==== Document passage ====
My Shot from Hamilton
Book, music and lyrics by Lin-Manuel Miranda

There's no denying Hamilton is a cultural milestone and a pop culture phenomenon. In 2016, it won 11 Tony Awards, including Best Musical, and it picked up the Pulitzer for Drama. The award parade continues as the show goes international, recently winning seven Olivier Awards in London.

Tickets

Getting tickets for the show on Broadway requires either patience and flexibility in scheduling or a whole lotta Hamiltons (seats, at face value, run $229 to $749 each; the infamous "resale" market pushes prices north of $2,000 — and, yes, that is insane).

Hamilton online queue

Getting tickets to the Denver touring production was nothing more than by luck for those who weren't subscribers to Denver Center's Broadway season. Subscribers got first dibs on the show, which itself wasn't part of the season package. Everybody else had to rely on Queue-It and good luck in getting a low, randomly-generated space in the online queue (which bloated out to something like 250,000 people, not including those calling the box office on the phone or standing physically on the line at the box office).

Others, like me, lucked out with a Queue-It glitch involving proxy servers and the failure to compensate for time zone changes. By that magical twist of fate, I had tickets at 9:10, even though tickets officially went on sale at 10:00 back on 22 January.

With three touring productions (each so tightly scheduled, adding extra dates to any given city's run is a pre-determined no-go) along with shows in London and the New York home base, Hamilton is a money-making machine.

Music

That's all fine and good. The show's music has earned its accolades. Indeed, it's the music that makes the show. My Shot? Yeah. That's a great song.

And the subject matter — a biographical account of Alexander Hamilton — is given clever modern spins. Thomas Jefferson, for example, is cast as a sort of contemporary Prince (humorously missing out on the action while in Paris, as played out in the song What'd I Miss). And the King of England provides some comic relief in songs such as You'll Be Back and What Comes Next? as he views the events in America with extreme skepticism.

It's a significant slice of American history spiced up for today's audiences with modern sensibilities. And a slick, inspirational ending hook asks, "Will they tell your story?"

If it does anything to get audiences young and old back into a serious conversation about America and its place in history (and reigniting interest in history in general, for that matter), then I'm all for it.

Staging

But now comes the bit that might sound treasonous to some.

While I haven't had a shot at seeing the show on Broadway, I can say the show, at least on the road, has its problems.

I've grown accustomed to a certain kind of event experience. U2 shows — whether in arenas or stadiums — fill the venue with magisterial sound. Movies presented in IMAX enwrap audiences in surround sound that shakes the seats.

But attending Hamilton at the Buell was like taking a step back in time — and I'm not referring to the show's setting in the late 1700s and early 1800s. It was my first show at the Buell in more than a year — almost two — and I had forgotten about its limitations.

The sound design and system were awful. And, by show's end, the at-capacity theatre was uncomfortably hot.
==== Records supplied ====
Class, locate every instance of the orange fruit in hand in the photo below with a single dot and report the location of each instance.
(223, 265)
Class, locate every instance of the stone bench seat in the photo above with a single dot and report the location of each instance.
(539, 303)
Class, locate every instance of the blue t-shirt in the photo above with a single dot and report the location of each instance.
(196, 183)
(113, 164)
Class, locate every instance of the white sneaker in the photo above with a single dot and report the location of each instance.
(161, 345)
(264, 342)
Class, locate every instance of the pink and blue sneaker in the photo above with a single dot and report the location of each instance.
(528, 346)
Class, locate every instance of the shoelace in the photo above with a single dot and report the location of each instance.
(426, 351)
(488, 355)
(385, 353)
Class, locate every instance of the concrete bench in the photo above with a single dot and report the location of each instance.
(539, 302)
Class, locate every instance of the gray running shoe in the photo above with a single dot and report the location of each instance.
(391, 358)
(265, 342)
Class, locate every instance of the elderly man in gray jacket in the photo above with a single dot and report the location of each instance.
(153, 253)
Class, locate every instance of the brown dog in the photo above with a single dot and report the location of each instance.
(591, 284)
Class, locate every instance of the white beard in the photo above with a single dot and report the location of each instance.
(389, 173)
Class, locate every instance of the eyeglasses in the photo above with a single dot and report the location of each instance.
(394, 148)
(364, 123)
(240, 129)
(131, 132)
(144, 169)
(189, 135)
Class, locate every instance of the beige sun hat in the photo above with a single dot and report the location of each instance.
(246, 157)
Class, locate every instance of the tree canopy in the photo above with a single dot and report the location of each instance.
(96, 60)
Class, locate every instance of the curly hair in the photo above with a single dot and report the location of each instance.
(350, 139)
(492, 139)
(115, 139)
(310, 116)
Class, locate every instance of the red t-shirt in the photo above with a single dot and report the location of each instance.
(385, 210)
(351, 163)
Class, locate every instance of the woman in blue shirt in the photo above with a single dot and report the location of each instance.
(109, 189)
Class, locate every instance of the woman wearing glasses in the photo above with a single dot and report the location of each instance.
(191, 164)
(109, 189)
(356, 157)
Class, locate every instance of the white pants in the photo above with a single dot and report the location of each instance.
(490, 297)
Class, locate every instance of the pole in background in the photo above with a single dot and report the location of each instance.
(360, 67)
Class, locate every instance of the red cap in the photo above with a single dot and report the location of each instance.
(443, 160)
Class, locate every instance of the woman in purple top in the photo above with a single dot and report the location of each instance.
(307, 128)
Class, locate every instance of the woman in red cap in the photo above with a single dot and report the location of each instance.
====
==== Records supplied ====
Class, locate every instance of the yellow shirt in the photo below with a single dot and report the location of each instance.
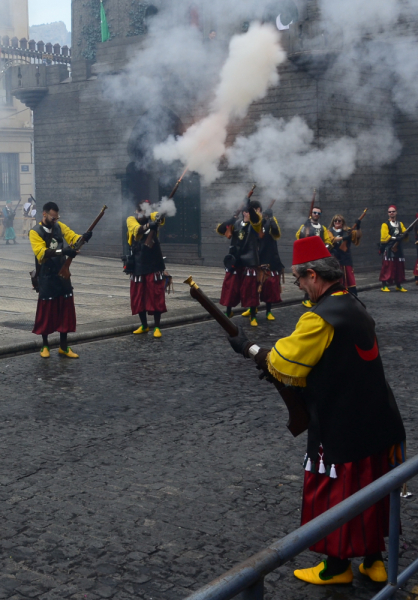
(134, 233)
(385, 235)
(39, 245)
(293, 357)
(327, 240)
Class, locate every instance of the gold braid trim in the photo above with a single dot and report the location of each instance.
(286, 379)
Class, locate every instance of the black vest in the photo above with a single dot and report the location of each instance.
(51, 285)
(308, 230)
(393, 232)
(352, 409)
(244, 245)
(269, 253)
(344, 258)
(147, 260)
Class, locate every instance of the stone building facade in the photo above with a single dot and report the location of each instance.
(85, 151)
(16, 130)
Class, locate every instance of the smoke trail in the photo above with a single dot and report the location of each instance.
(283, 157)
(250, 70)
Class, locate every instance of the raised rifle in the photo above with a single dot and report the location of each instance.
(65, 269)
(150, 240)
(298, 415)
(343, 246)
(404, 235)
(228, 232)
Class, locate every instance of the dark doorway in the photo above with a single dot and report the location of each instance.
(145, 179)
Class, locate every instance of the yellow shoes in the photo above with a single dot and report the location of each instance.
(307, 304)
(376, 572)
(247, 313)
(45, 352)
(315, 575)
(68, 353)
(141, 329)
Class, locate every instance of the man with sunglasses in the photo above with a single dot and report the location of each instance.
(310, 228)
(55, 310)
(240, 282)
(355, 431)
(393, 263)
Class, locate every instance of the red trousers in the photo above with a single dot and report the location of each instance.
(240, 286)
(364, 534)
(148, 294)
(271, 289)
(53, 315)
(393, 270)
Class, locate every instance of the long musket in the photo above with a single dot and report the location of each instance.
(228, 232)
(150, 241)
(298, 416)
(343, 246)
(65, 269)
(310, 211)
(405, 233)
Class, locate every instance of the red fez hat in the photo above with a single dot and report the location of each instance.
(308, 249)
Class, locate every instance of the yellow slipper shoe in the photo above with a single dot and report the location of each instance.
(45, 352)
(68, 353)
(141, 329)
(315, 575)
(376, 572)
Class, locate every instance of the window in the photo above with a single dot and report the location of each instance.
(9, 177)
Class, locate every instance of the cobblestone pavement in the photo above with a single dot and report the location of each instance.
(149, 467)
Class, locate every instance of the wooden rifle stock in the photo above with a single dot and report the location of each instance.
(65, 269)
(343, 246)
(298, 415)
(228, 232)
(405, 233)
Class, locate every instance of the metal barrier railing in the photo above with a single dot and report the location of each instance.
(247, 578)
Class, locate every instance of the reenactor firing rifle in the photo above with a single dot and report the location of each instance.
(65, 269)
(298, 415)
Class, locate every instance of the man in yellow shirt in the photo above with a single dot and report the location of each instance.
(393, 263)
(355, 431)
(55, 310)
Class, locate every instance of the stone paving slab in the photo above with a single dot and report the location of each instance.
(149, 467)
====
==== Records supplied ====
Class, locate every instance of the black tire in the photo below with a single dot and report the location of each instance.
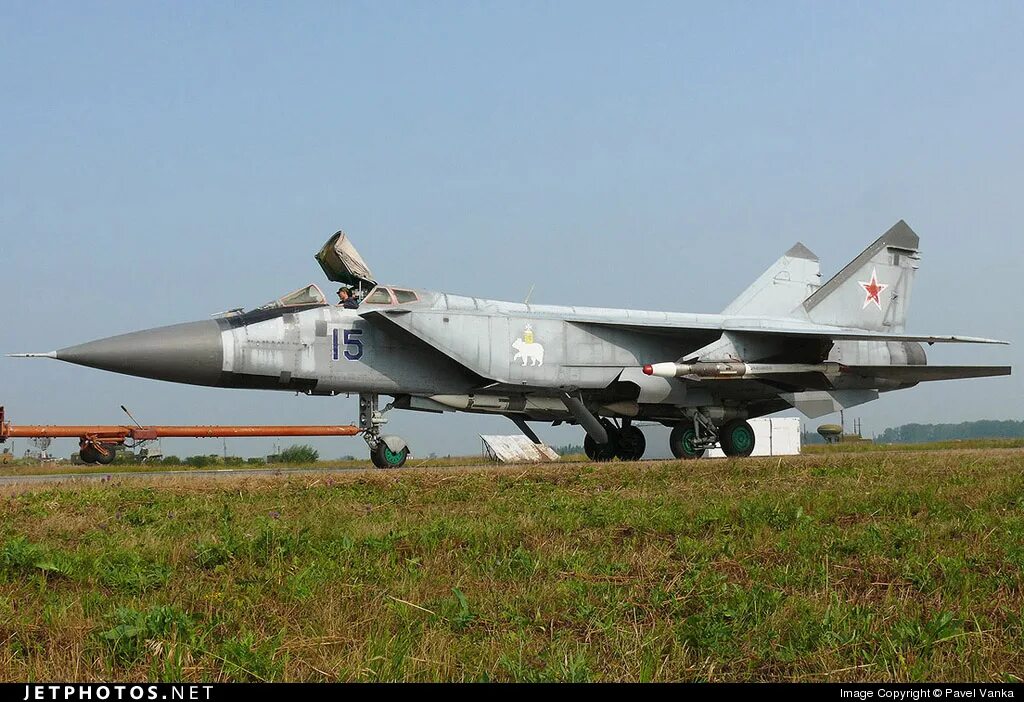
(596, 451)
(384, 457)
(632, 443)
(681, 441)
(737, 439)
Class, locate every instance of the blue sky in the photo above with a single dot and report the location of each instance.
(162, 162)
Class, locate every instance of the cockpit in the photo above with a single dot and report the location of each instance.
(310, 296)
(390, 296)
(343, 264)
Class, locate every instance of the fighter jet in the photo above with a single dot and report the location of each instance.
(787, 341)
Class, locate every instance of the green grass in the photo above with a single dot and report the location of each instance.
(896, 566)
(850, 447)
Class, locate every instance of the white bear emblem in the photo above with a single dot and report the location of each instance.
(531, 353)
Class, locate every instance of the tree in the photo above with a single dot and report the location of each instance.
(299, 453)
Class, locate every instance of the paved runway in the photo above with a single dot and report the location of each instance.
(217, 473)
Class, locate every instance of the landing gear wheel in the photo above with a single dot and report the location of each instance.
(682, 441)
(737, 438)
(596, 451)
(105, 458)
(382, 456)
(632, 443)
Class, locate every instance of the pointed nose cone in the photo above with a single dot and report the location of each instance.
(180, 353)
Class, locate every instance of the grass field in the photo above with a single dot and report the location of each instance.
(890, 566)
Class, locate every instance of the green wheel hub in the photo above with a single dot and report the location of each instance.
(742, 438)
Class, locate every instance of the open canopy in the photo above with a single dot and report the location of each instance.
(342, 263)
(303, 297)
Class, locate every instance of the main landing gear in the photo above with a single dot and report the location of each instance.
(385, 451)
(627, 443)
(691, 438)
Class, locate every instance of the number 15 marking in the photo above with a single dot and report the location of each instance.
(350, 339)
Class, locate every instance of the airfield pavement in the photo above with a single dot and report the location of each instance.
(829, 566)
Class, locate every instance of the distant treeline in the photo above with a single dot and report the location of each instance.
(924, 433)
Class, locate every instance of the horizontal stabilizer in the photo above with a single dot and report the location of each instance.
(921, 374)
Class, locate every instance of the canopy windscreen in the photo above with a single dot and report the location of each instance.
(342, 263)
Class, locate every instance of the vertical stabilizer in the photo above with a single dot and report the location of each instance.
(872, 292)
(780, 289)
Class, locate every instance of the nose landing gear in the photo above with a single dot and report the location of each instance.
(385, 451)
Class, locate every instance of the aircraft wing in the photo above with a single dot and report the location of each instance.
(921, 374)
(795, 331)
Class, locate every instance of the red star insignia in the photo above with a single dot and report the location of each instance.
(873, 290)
====
* _Task_
Write out the Hamilton review word for word, between "If it does anything" and "has its problems.", inclusive. The items come from a separate source and have no connection to the Hamilton review.

* _Complete answer_
If it does anything to get audiences young and old back into a serious conversation about America and its place in history (and reigniting interest in history in general, for that matter), then I'm all for it.

Staging

But now comes the bit that might sound treasonous to some.

While I haven't had a shot at seeing the show on Broadway, I can say the show, at least on the road, has its problems.